Scientists crack an "undruggable" pancreatic cancer target and nearly double survival

Researchers at Stanford University and MIT have developed a new peptide-based inhibitor that targets the KRAS-G12D mutation, which drives about 95% of pancreatic cancers and has been viewed for decades as "undruggable". Phase-1 results outlined by Science Daily show median survival in patients who had not responded to chemotherapy approximately doubled.
KRAS is a protein that controls cell-growth signalling. When it is mutated, cells multiply uncontrollably. Because the surface of KRAS has no pocket wide enough to bind a drug in the classical way, the protein has been called "undruggable".
Dr Eunhee Park, lead investigator at Stanford's oncology department, told Science Daily: "After a decade of work we have a peptide that really binds KRAS-G12D and crosses out of the bloodstream into tissue well enough." The cyclic ring of the molecule, named SP-241, was designed to lock onto short-lived clefts on the KRAS surface.
The phase-1 trial enrolled 60 metastatic pancreatic adenocarcinoma patients who had failed two or three lines of chemotherapy. Median progression-free survival rose from a control benchmark of 2.1 months to 5.8 months with SP-241; median overall survival rose from 7 months to 13.2 months.
The clinical cohort is small and confirmation depends on a randomised phase-3 trial, but the Stanford team said next-generation variants targeting other KRAS mutations are already being tested. The MIT team has mapped binding profiles for KRAS-G12C and G12V mutations seen in lung and colon cancers.
On side effects, the most common were grade 1-2 rash and transient thrombocytopenia. Five patients developed immune-mediated hepatitis, which resolved when treatment was stopped. Clinicians describe the profile as comparable to existing targeted therapies.

Stored data
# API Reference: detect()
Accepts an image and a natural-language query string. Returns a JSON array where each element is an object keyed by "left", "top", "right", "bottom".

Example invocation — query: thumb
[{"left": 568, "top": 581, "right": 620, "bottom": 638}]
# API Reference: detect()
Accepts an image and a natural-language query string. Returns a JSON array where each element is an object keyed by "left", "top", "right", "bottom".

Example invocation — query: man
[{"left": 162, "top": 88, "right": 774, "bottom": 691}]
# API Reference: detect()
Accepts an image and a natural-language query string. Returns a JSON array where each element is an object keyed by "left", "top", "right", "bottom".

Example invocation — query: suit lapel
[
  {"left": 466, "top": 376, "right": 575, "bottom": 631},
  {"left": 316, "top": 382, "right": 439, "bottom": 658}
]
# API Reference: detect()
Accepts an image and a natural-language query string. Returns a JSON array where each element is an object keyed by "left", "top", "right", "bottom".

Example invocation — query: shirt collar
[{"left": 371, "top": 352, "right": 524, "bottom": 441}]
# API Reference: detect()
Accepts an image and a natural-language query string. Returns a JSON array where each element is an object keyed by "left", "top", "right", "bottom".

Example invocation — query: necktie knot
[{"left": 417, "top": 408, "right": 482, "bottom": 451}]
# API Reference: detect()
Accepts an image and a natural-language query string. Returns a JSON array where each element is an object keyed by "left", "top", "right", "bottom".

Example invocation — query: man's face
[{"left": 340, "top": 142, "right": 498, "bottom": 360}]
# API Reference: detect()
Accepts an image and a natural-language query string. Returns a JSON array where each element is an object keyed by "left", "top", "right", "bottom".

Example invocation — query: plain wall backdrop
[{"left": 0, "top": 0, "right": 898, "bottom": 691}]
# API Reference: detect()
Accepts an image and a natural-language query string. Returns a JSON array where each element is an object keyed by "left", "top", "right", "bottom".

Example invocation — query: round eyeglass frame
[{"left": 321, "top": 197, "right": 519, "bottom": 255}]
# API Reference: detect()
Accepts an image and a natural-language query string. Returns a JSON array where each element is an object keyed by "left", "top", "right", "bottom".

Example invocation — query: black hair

[WHAT YOU NEED TO DO]: Continue the news article about the KRAS-G12D pancreatic cancer inhibitor from its final paragraph onward. The records have nothing to do with the article on the pancreatic cancer drug.

[ANSWER BELOW]:
Daniel Liu, professor of bioengineering at MIT, told Science Daily: "This is not just about pancreatic cancer — it opens up a map for drugging the KRAS family. We expect phase-1 data for lung and colon over the next few years."
In the United States, pancreatic cancer caused around 67,000 new cases and 52,000 deaths in 2025, with a five-year survival rate of about 13%. If SP-241 is approved and the effect is confirmed in randomised trials, the clinical impact could rank among the largest in the past 30 years.
Cyclophos, the biotech that originated the drug, plans to begin phase-2 trials in the middle of this year and to complete phase 3 in 2027. A submission to the US Food and Drug Administration's Accelerated Approval pathway is expected; the European Medicines Agency has indicated interest in a parallel review.
This article is not medical advice. Pancreatic cancer patients should ask their oncologists about eligibility for ongoing SP-241 clinical trials and discuss treatment options with their multidisciplinary clinical team.